CHALLENGE: Rewrite the lines below, swapping "eyebrow" for "eyelash" and keeping everything else the same.

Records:
———
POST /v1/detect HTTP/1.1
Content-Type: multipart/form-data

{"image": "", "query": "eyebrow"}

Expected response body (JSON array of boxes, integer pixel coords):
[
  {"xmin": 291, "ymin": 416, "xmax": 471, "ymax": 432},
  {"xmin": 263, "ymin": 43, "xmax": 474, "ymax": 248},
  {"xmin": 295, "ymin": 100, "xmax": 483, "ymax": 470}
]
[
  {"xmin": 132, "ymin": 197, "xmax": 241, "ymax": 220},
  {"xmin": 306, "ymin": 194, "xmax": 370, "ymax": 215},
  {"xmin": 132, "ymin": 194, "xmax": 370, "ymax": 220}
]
———
THE COMPLETED TASK:
POST /v1/detect HTTP/1.1
Content-Type: multipart/form-data

{"image": "", "query": "eyelash"}

Expected response body (JSON array of boxes, integer pixel coords):
[
  {"xmin": 291, "ymin": 416, "xmax": 471, "ymax": 432},
  {"xmin": 263, "ymin": 43, "xmax": 474, "ymax": 248},
  {"xmin": 295, "ymin": 100, "xmax": 483, "ymax": 470}
]
[
  {"xmin": 132, "ymin": 197, "xmax": 241, "ymax": 220},
  {"xmin": 306, "ymin": 194, "xmax": 370, "ymax": 215},
  {"xmin": 132, "ymin": 194, "xmax": 370, "ymax": 220}
]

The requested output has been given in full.